• [WHAT YOU SHOULD DO]
Return all the data exactly, keeping the pictures out.

------------------------------------

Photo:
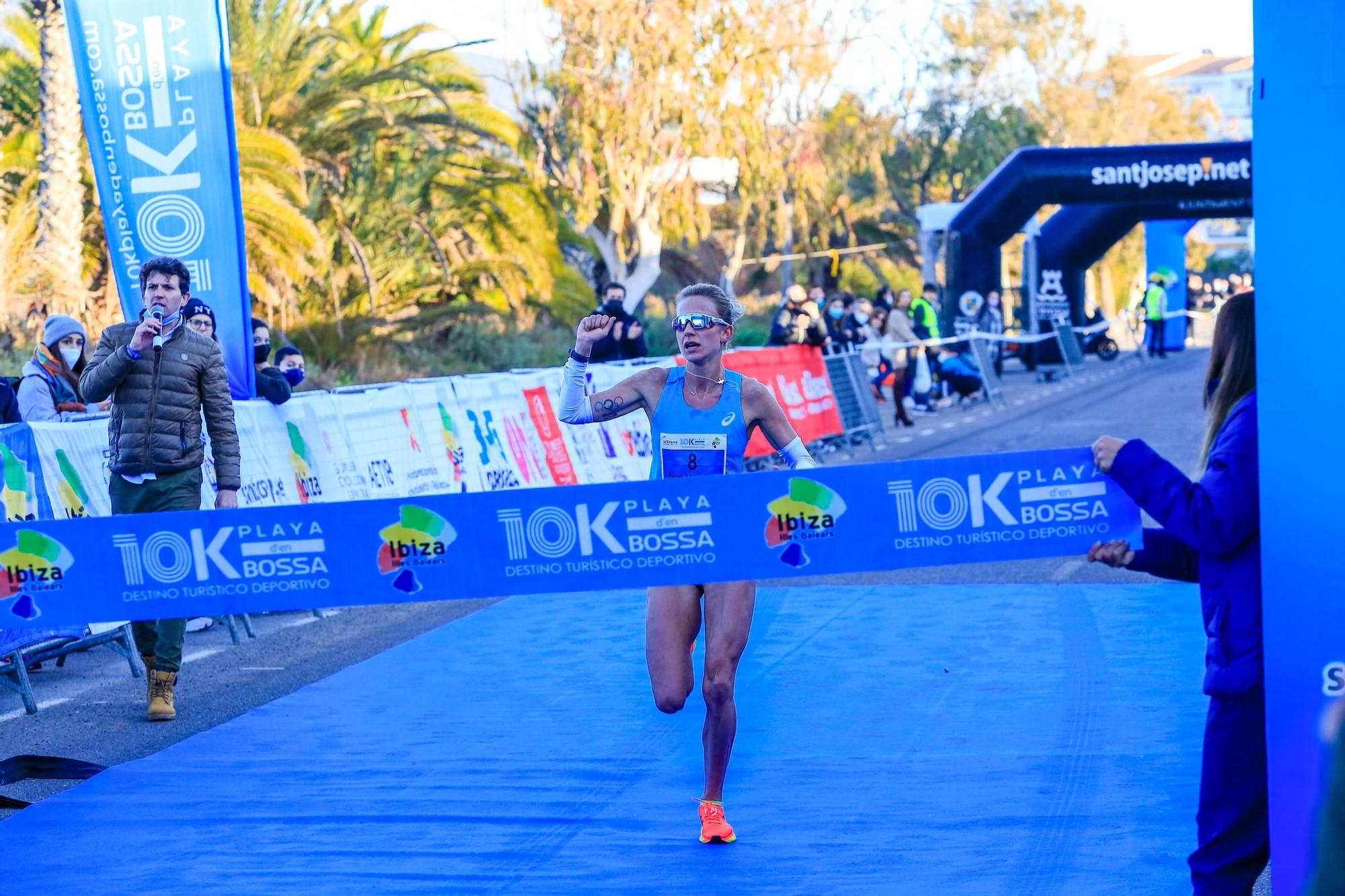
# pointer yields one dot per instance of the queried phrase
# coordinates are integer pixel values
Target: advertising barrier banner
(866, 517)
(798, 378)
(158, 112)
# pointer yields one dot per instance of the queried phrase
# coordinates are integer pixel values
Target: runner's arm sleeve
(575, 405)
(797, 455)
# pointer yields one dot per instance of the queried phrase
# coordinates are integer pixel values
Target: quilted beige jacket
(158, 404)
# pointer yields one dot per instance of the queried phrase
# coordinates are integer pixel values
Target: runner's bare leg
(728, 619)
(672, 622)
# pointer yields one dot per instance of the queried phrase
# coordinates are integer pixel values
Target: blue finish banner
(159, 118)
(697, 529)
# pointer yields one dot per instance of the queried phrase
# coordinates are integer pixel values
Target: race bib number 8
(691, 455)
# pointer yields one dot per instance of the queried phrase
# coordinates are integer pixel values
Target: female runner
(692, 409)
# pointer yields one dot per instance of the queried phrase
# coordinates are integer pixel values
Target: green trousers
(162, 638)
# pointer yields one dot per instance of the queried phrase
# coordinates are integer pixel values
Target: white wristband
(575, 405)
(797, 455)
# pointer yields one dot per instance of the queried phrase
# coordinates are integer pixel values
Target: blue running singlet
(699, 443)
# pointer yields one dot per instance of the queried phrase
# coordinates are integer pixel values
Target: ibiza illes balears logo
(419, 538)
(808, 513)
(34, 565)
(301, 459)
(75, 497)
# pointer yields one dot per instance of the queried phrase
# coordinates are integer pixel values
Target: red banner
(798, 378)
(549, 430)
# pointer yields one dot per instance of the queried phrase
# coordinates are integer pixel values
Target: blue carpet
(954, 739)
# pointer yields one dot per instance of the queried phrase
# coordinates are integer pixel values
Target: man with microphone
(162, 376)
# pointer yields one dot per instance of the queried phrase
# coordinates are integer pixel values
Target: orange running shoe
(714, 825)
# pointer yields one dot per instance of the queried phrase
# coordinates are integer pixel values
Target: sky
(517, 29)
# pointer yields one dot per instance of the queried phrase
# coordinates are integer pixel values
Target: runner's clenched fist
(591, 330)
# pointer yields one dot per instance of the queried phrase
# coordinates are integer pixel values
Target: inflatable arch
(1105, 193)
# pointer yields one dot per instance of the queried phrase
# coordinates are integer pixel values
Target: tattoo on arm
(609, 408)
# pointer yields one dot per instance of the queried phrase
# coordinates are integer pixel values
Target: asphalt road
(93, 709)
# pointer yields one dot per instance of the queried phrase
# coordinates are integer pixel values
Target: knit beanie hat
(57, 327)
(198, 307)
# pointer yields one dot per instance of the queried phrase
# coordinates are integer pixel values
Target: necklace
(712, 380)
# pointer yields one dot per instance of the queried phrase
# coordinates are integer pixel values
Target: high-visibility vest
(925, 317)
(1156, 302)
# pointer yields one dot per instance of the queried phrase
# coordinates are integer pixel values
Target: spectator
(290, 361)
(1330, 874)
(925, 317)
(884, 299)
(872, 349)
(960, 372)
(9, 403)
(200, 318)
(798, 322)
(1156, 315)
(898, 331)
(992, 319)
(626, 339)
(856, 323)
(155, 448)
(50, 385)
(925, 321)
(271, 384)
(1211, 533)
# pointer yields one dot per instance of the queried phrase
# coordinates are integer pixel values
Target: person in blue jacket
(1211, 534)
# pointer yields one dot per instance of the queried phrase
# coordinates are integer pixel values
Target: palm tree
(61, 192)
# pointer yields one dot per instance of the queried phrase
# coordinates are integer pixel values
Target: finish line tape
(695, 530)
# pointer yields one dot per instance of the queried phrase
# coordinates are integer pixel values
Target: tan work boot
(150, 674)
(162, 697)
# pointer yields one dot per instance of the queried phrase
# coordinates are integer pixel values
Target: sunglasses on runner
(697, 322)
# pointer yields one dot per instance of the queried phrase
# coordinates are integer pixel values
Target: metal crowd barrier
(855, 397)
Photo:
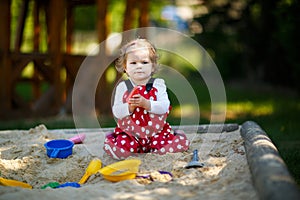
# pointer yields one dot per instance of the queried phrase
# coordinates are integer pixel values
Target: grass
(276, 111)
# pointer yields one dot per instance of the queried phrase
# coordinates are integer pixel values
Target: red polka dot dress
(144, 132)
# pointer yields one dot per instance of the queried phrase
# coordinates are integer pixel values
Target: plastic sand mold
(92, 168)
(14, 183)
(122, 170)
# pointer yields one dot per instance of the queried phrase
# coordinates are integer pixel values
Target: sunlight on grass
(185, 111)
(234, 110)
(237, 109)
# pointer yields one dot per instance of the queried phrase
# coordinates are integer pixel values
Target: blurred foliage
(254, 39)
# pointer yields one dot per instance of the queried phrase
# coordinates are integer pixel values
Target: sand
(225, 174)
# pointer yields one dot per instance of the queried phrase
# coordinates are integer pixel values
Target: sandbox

------------------------------------

• [SOLUTION]
Photo:
# pointer yields one dot per instance of the queried phrase
# coordinates are integer pixel values
Target: advertising barrier banner
(866, 517)
(798, 378)
(158, 112)
# pointer yields one dot per instance of the queried phrase
# coordinates are integer pixel values
Target: runner's arm sleeve
(575, 405)
(797, 455)
# pointer yields one dot per instance of the queried phrase
# coordinates are integer pixel values
Target: quilted beige jacket
(158, 404)
# pointer yields one dot per instance of the queried phrase
# coordinates are integer pixel values
Target: runner's bare leg
(728, 619)
(672, 622)
# pointer yields one dot per instance of the queried phrase
# coordinates are integer pixel values
Target: blue finish banner
(159, 118)
(697, 529)
# pointer yields one dot per instance of the queried phrase
# coordinates are integer pixel values
Target: race bib number 8
(691, 455)
# pointer yields one dot per instance of the queried phrase
# coordinates are integer pixel values
Target: female runner
(692, 409)
# pointer yields one dot per instance of the queried phrase
# coordinates are integer pixel values
Target: green trousers
(162, 638)
# pointer yields one dot per instance of the queried phrase
# coordinates are integer pixel values
Target: white wristband
(575, 405)
(797, 455)
# pointer yields one dot per instance of the queried phrase
# coordinates are integer pixel values
Target: blue running singlet
(699, 443)
# pointer yields one dot per instance of the queried phrase
# coordinates are integer pixel values
Target: ibiza illes balears logo
(419, 538)
(808, 513)
(34, 565)
(301, 459)
(75, 497)
# pointer yields one dot per instance of the queried phrase
# coordinates are integer pixel values
Target: red banner
(798, 378)
(549, 430)
# pointer yields one dot per instance of the queried phrase
# coordinates are integer pixel values
Target: blue carpet
(954, 739)
# pointer yields one dot per instance of the queried phrase
# coordinates are integer pixel values
Target: man with microphone
(162, 376)
# pointer yields one dot per instance of the queried phrase
# coordinates are integer pixel values
Target: orange running shoe
(714, 825)
# pointer yields one dot per instance of the queried phrase
# coordinates are integer pixel values
Target: sky
(517, 29)
# pointer yields one dot per instance of the queried phrase
# coordinates are integer pixel values
Target: runner's clenched fist
(591, 330)
# pointer yields one dot per instance of the queried phrase
# coordinates are integer pixel values
Target: inflatable arch
(1105, 193)
# pointer yields one dot per instance of the queried phrase
# coordinates are integer pixel values
Target: tattoo on arm
(609, 408)
# pointer yields one dot per instance of the queried phrase
# coordinates are integer pixel values
Target: asphalt road
(93, 709)
# pointer yields one dot per instance of the queried phrase
# coordinates are integer pixel values
Target: knit beanie hat
(57, 327)
(198, 307)
# pointer yields one dot per instance of the queried phrase
# coordinates are integer pixel values
Target: necklace
(712, 380)
# pointer yields one dot per instance of the queried phrase
# coordinates are integer pixel values
Target: high-visibility vest
(925, 317)
(1156, 302)
# pointer yields one dot per instance of the queried phrase
# coordinates are integer pixel values
Target: spectator
(290, 361)
(1330, 874)
(925, 317)
(884, 299)
(872, 349)
(960, 372)
(9, 403)
(200, 318)
(798, 322)
(1156, 315)
(898, 331)
(992, 319)
(626, 339)
(856, 323)
(155, 448)
(50, 385)
(925, 321)
(271, 384)
(1211, 533)
# pointer yields one dot per instance of the queried phrase
# coordinates are integer pixel values
Target: person in blue jacket
(1211, 534)
# pointer yields one dot per instance of the queried phrase
# coordinates are integer pixel values
Target: palm tree
(61, 192)
# pointer yields one dot per instance of the queried phrase
# coordinates are integer pixel values
Target: finish line tape
(695, 530)
# pointer yields one dot per instance of the queried phrase
# coordinates are integer pixel values
Target: tan work boot
(150, 674)
(162, 697)
# pointer yields one dot per instance of the queried phrase
# coordinates are integer pixel values
Target: sunglasses on runner
(697, 322)
# pointer yields one dot per instance of the queried phrase
# coordinates are integer pixel values
Target: metal crowd barrier
(855, 397)
Photo:
# pointer yields one dot per instance of the queried phrase
# coordinates are integer pixel values
Target: grass
(276, 111)
# pointer yields one dot per instance of the queried phrase
# coordinates are integer pixel values
Target: red polka dot dress
(144, 132)
# pointer yields one dot per instance of the queried phrase
# coordinates are integer pixel values
Target: plastic sand mold
(92, 168)
(14, 183)
(122, 170)
# pointer yields one dot per instance of the queried phrase
# coordinates are integer pixel values
Target: sunlight on grass
(185, 111)
(234, 110)
(237, 109)
# pointer yields one dot per instance of the queried phrase
# coordinates are integer pixel values
Target: blurred foliage
(254, 39)
# pointer yields one dot per instance of the queried phrase
# coordinates are integer pixel values
Target: sand
(225, 174)
# pointer yields one dot per instance of the queried phrase
# coordinates are integer pixel values
Target: sandbox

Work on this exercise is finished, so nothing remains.